GIVEN REQUEST >> Write each line word for word, from the line that contains "compact like (1065,318)." through the last line of the material below.

(Object pointing dataset rows)

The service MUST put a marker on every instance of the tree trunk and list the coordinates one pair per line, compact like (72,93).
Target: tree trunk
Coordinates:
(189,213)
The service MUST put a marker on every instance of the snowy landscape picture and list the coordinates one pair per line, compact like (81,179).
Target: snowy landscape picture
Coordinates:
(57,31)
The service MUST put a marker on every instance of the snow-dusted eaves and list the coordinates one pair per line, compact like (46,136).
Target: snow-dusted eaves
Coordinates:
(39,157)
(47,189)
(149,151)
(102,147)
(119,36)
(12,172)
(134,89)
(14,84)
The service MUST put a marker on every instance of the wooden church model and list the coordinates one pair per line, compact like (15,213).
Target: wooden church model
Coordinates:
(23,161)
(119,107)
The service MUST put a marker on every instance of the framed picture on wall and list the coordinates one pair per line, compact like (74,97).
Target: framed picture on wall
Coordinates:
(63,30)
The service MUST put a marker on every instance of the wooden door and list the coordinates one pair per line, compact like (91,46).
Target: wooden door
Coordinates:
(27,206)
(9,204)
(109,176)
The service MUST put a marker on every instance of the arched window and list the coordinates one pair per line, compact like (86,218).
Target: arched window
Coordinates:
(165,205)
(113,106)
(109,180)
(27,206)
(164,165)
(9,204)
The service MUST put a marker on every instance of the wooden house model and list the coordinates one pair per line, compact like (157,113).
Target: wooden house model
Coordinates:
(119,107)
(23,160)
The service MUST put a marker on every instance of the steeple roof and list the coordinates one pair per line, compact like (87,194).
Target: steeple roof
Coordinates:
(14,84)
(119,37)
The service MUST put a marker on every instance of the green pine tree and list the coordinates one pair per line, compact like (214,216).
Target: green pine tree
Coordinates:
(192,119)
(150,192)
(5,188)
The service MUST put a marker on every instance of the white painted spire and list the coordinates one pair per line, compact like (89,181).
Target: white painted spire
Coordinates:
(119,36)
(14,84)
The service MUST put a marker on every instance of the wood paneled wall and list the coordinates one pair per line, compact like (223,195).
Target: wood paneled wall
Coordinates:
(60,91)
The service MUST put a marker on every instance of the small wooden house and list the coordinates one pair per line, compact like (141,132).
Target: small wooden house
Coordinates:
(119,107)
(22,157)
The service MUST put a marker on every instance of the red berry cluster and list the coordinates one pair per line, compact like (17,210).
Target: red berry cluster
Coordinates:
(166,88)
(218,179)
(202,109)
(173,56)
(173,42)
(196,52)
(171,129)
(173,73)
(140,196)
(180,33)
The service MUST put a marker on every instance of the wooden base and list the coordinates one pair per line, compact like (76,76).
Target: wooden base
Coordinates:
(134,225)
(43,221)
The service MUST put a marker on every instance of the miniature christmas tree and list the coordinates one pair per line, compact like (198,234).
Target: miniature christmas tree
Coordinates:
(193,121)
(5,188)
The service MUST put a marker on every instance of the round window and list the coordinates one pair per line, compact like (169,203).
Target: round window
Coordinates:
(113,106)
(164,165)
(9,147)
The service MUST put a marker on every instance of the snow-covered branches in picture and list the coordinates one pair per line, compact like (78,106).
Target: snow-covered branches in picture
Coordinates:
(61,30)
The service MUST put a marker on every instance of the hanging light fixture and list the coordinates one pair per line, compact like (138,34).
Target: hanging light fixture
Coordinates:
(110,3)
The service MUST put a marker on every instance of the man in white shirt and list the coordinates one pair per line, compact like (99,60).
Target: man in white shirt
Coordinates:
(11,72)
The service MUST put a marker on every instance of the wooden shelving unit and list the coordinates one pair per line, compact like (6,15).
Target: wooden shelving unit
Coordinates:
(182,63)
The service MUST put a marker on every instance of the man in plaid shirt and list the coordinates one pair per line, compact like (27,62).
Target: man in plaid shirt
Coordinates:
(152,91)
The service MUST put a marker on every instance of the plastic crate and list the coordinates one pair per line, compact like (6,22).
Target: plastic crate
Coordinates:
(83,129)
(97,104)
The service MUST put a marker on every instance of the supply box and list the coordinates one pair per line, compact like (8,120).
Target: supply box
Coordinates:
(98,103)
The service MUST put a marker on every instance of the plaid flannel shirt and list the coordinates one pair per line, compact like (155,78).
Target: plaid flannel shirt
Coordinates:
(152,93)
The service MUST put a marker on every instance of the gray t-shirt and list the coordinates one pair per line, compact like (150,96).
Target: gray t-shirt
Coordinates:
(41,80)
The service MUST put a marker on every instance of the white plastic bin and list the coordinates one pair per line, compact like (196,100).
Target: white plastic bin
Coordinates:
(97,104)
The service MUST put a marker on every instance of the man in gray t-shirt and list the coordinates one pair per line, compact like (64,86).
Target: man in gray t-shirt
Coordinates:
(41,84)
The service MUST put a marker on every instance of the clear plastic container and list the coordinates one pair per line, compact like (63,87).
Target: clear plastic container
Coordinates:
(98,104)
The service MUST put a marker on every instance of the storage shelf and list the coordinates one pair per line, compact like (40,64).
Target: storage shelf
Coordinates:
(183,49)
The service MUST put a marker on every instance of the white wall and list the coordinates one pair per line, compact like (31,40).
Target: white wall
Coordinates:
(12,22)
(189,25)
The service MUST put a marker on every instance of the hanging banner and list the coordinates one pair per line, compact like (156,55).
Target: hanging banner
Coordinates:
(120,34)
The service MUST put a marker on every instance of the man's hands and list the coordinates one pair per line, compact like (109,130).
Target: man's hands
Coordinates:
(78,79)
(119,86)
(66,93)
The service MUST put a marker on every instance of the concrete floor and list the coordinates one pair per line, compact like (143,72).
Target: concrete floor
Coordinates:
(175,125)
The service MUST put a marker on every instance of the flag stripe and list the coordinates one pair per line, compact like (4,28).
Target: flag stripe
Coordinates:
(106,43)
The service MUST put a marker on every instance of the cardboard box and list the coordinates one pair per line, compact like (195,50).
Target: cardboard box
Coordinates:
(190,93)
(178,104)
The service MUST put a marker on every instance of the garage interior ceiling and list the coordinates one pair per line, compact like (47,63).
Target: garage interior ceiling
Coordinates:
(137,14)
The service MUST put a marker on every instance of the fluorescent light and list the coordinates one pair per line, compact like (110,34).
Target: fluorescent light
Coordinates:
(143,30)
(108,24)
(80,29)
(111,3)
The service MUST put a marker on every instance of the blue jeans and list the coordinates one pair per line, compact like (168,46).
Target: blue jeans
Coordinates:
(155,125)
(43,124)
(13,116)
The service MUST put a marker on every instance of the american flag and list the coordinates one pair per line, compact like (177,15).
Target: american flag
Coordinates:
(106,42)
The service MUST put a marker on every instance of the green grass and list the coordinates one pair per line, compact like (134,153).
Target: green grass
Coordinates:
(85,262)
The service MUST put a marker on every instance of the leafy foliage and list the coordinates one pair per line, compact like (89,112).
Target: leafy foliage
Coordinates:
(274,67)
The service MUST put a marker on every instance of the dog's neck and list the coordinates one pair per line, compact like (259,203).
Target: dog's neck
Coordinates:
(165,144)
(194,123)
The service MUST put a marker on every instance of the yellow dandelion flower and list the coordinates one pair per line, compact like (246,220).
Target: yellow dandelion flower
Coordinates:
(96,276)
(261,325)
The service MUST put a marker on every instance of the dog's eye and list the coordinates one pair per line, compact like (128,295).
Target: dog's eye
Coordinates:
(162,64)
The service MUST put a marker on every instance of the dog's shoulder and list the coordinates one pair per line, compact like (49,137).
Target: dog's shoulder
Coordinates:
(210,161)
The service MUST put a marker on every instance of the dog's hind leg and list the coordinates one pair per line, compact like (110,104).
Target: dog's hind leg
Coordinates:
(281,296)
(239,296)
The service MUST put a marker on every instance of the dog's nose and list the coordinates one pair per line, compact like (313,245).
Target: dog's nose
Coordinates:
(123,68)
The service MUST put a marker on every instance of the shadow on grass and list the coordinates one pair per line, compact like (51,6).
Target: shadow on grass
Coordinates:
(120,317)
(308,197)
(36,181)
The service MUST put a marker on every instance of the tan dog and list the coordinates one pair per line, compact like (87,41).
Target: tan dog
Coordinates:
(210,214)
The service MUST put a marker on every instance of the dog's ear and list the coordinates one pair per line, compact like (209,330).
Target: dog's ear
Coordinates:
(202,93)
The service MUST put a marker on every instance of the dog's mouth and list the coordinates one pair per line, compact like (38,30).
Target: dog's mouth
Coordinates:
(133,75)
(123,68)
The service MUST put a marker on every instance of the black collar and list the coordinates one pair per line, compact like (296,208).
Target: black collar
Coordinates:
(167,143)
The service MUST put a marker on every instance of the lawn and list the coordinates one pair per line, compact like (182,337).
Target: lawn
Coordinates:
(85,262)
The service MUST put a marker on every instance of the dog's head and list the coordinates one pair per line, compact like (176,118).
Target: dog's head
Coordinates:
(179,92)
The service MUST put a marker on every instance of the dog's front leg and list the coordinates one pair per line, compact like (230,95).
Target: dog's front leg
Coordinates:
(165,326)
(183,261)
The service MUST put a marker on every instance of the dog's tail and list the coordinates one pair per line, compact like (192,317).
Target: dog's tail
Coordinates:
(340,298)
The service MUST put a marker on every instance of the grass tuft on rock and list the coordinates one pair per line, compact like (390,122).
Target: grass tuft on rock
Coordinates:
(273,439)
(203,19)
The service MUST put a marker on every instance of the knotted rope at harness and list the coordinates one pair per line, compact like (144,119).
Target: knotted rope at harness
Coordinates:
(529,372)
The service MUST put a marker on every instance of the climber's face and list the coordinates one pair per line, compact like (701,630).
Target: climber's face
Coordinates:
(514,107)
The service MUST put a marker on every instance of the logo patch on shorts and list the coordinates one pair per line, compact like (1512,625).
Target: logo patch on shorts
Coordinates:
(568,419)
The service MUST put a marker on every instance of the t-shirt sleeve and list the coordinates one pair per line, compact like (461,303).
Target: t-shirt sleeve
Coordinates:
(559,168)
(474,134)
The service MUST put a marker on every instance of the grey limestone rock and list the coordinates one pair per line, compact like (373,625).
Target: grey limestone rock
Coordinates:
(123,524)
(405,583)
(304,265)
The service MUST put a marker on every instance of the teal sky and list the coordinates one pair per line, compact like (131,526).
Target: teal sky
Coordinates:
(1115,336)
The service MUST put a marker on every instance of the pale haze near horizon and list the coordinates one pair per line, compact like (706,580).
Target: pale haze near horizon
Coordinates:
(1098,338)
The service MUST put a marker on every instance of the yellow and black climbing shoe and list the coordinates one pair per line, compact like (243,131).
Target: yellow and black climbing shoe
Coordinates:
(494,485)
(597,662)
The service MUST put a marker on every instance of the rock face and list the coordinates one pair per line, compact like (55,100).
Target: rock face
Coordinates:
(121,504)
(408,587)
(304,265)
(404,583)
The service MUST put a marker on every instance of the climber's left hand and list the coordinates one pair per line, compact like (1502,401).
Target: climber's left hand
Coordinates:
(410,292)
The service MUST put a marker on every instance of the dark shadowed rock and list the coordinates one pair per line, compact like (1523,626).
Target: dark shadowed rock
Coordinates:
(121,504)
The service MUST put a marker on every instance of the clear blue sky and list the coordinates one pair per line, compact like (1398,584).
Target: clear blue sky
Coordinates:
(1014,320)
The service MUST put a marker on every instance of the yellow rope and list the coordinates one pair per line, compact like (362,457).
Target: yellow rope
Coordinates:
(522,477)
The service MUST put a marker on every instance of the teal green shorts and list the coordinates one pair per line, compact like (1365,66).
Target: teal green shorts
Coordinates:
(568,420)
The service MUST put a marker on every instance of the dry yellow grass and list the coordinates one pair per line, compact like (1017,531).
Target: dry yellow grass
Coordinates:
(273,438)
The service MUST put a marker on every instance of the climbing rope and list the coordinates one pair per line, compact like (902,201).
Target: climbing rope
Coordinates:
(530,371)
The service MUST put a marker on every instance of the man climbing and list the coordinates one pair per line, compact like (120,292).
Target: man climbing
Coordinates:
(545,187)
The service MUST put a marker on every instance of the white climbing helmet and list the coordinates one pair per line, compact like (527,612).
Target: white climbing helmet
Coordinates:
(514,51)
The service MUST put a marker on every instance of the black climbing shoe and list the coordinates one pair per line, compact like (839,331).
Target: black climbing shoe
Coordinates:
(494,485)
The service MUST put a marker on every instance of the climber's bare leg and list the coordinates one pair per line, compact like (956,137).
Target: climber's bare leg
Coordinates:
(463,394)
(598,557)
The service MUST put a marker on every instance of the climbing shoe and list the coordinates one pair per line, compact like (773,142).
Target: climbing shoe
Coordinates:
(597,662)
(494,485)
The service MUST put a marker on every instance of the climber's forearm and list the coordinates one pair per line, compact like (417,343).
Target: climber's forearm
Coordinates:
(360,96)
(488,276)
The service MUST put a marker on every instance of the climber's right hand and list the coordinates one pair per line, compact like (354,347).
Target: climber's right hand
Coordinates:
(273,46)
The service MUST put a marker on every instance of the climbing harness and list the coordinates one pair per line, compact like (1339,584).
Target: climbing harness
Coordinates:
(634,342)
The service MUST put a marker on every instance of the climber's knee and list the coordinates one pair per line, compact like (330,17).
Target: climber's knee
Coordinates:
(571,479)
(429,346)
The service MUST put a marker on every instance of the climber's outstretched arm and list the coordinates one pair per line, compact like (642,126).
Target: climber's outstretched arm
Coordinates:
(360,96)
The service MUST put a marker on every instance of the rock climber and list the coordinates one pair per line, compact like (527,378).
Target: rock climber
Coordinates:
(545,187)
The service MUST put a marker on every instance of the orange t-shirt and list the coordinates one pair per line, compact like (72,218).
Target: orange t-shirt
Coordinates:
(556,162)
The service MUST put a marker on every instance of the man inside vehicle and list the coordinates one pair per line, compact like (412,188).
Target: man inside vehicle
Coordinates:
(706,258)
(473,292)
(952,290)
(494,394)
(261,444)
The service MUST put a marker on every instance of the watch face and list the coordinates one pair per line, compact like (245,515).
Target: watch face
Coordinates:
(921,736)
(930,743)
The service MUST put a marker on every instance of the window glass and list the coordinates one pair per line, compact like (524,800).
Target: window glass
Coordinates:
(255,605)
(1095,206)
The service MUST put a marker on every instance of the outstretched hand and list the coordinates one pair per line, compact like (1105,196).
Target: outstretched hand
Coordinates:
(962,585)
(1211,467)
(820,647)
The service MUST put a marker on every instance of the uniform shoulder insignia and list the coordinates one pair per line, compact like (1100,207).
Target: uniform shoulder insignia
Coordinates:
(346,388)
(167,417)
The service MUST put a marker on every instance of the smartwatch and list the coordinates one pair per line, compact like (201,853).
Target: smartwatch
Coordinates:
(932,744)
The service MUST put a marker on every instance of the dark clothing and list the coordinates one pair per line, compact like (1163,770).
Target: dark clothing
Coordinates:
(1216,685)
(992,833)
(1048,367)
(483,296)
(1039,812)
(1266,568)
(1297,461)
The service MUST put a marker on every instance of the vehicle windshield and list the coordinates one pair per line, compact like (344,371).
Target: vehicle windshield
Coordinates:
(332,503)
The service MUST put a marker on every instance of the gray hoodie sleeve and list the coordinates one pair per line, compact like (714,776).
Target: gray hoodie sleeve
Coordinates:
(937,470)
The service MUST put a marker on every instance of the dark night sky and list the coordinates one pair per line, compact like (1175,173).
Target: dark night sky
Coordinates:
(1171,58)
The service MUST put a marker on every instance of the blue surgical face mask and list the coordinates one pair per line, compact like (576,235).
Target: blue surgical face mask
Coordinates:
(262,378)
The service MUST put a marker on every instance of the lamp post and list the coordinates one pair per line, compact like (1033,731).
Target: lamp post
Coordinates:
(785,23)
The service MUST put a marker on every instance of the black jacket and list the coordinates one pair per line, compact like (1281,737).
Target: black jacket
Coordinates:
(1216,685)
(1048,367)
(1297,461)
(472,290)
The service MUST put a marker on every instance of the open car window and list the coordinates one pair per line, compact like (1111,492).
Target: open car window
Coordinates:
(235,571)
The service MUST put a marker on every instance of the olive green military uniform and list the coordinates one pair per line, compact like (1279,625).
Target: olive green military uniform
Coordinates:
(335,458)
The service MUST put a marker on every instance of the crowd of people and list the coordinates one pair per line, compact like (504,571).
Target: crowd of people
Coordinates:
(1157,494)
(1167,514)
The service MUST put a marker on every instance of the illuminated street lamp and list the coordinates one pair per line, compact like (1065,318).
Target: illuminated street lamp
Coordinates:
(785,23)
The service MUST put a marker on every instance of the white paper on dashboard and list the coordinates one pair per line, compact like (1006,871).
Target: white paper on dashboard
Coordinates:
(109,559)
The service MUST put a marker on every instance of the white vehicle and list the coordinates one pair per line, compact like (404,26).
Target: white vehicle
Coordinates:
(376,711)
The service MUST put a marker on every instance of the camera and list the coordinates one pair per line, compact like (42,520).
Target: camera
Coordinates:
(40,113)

PROBLEM SOLUTION >>
The service MUST put a marker on every instance of the illuminated street lamp and list the coordinates one pair per line, compact like (1065,318).
Target: illuminated street lamp
Coordinates:
(785,23)
The service MUST put a marker on every instance of the white paper on dashboard and list the coordinates one pair per line, compact like (1006,871).
Target: white paper on dashboard
Coordinates:
(109,559)
The service MUST put a marker on every instance of the white vehicle and list the coordinates one pair per line, compact like (404,26).
Target: white vehicle
Coordinates:
(376,711)
The service MUST put a marker on every instance of the camera and list the coordinates one pair per line, compact like (42,520).
Target: camera
Coordinates:
(40,113)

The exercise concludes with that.